--- Start of SOURCE RECORDS ---

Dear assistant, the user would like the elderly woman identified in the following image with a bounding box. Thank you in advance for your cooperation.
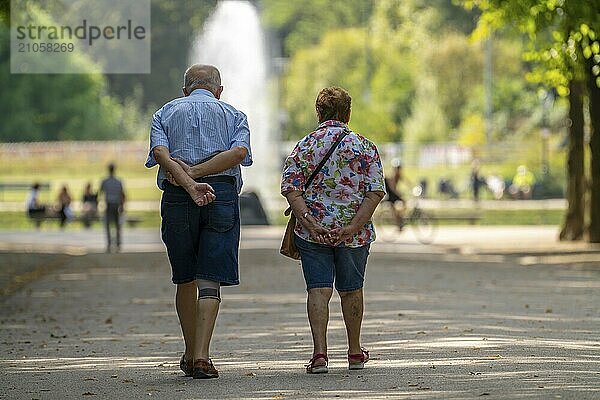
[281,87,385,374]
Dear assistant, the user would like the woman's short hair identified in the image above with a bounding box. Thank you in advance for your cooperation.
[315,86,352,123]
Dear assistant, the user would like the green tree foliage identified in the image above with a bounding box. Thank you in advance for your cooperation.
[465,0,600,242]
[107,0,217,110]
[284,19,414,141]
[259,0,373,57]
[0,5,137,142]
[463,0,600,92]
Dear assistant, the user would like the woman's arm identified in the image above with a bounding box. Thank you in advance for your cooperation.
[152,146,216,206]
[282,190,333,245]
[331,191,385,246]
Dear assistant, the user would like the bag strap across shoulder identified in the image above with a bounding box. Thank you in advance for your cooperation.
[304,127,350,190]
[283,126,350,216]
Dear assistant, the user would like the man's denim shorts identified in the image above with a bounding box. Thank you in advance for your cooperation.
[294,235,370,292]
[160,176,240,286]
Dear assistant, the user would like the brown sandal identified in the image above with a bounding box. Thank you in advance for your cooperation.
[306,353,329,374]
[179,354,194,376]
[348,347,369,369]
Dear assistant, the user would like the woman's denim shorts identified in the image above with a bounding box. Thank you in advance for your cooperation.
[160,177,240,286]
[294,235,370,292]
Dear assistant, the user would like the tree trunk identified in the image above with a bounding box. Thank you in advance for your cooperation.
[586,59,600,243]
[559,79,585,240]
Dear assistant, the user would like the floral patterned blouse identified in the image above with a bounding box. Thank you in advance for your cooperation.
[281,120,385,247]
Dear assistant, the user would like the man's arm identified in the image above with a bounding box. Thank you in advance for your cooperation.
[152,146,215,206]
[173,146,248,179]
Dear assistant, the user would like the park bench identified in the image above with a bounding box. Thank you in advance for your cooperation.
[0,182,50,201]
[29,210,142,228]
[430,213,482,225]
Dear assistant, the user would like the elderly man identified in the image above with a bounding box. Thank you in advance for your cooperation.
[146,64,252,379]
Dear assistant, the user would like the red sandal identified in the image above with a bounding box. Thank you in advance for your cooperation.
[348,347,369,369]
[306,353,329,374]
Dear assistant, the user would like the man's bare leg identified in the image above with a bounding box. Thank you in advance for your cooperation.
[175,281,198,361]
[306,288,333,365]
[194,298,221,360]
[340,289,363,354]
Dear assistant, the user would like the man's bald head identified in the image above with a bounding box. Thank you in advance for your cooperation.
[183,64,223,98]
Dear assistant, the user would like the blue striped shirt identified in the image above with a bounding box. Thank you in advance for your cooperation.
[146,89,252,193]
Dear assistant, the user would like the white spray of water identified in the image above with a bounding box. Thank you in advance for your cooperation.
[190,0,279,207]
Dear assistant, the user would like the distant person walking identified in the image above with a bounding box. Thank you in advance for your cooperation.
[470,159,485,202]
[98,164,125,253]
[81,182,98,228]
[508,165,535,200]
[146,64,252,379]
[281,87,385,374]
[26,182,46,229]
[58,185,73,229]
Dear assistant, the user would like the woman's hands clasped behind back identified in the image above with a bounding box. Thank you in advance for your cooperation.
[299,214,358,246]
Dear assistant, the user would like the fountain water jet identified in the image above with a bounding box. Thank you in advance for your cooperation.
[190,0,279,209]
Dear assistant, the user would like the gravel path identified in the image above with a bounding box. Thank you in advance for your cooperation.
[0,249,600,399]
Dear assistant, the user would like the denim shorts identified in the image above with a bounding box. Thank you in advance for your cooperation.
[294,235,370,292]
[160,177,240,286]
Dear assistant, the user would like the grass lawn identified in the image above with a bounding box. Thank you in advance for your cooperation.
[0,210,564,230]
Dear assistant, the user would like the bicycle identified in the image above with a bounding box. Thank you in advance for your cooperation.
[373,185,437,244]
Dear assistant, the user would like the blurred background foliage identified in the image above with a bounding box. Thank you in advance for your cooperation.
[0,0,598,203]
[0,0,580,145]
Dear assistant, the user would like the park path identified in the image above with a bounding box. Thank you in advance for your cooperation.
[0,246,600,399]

--- End of SOURCE RECORDS ---

▸ **TASK DIRECTIONS**: Select every line of the material above that contains the word "foliage", treating uppercase and lowercase letters as distinct.

▸ **SOLVED PROBLEM**:
Dear assistant, the user would like the green tree foliage identified in the image above with a bounding box. Thank you in advance for your cooperation.
Dear assistant, the user would like the blurred background foliage identified in the image above with a bounding box. Thank you in advance for your cooperation.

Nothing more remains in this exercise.